§ **INSTRUCTIONS FOR THE TASK**
What you give back should match the records word for word.

++++++++++++++++++++

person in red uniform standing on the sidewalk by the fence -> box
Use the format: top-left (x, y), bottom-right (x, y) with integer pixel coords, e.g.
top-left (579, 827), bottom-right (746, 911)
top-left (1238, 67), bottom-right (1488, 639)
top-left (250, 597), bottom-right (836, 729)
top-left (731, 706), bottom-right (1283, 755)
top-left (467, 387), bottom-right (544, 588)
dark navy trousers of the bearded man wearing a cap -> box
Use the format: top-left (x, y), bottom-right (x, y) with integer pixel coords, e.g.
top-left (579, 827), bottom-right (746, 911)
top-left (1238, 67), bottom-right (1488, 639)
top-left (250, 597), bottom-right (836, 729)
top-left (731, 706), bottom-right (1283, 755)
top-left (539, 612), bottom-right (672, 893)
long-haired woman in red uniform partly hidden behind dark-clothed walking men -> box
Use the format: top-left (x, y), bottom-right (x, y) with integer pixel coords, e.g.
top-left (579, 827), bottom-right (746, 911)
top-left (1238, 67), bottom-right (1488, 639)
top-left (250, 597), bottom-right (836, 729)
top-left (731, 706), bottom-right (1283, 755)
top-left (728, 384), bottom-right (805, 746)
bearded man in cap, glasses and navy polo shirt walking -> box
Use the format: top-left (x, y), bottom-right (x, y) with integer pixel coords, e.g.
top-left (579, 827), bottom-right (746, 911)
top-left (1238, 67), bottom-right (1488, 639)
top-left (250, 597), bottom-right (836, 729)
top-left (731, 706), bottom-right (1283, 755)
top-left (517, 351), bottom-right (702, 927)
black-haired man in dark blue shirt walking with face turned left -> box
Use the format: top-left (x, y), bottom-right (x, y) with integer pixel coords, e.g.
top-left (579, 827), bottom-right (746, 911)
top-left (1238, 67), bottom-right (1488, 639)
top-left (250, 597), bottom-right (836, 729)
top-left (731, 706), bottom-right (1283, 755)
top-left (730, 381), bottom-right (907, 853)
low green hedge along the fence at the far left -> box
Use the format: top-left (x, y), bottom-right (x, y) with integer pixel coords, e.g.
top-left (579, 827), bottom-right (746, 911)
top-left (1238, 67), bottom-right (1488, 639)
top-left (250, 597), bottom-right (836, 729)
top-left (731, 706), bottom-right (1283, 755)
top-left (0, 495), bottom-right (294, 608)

++++++++++++++++++++

§ **OUTPUT OF THE EXERCISE**
person in red uniform standing on the sidewalk by the fence -> box
Use the format: top-left (x, y), bottom-right (x, y) with integer pixel coords, e.g.
top-left (579, 827), bottom-right (746, 911)
top-left (1238, 67), bottom-right (1488, 639)
top-left (250, 597), bottom-right (836, 729)
top-left (731, 706), bottom-right (1283, 755)
top-left (467, 387), bottom-right (544, 588)
dark navy trousers of the bearded man wearing a cap -> box
Use the format: top-left (x, y), bottom-right (x, y) with integer pixel coords, e.g.
top-left (579, 827), bottom-right (746, 911)
top-left (1238, 67), bottom-right (1488, 639)
top-left (250, 597), bottom-right (836, 729)
top-left (731, 706), bottom-right (1283, 755)
top-left (539, 612), bottom-right (672, 893)
long-haired woman in red uniform partly hidden behind dark-clothed walking men -> box
Use the format: top-left (x, y), bottom-right (x, y) with integer pixel coords, e.g.
top-left (579, 827), bottom-right (746, 911)
top-left (1238, 67), bottom-right (1488, 639)
top-left (250, 597), bottom-right (836, 729)
top-left (731, 706), bottom-right (1283, 755)
top-left (728, 384), bottom-right (805, 746)
bearded man in cap, glasses and navy polo shirt walking -> box
Use the format: top-left (x, y), bottom-right (x, y) with integer pixel coords, e.g.
top-left (579, 827), bottom-right (746, 911)
top-left (1238, 67), bottom-right (1488, 639)
top-left (250, 597), bottom-right (836, 729)
top-left (731, 706), bottom-right (1283, 755)
top-left (517, 351), bottom-right (702, 927)
black-haired man in dark blue shirt walking with face turned left -> box
Use the format: top-left (x, y), bottom-right (x, y) with integer pixel coords, e.g.
top-left (579, 827), bottom-right (746, 911)
top-left (1238, 67), bottom-right (1488, 639)
top-left (250, 597), bottom-right (836, 729)
top-left (731, 706), bottom-right (1283, 755)
top-left (730, 381), bottom-right (907, 853)
low green hedge along the fence at the far left -> box
Use the format: top-left (x, y), bottom-right (x, y) with integer pixel coords, e.g.
top-left (579, 827), bottom-right (746, 911)
top-left (1238, 67), bottom-right (1488, 639)
top-left (250, 597), bottom-right (836, 729)
top-left (731, 706), bottom-right (1283, 755)
top-left (0, 495), bottom-right (294, 608)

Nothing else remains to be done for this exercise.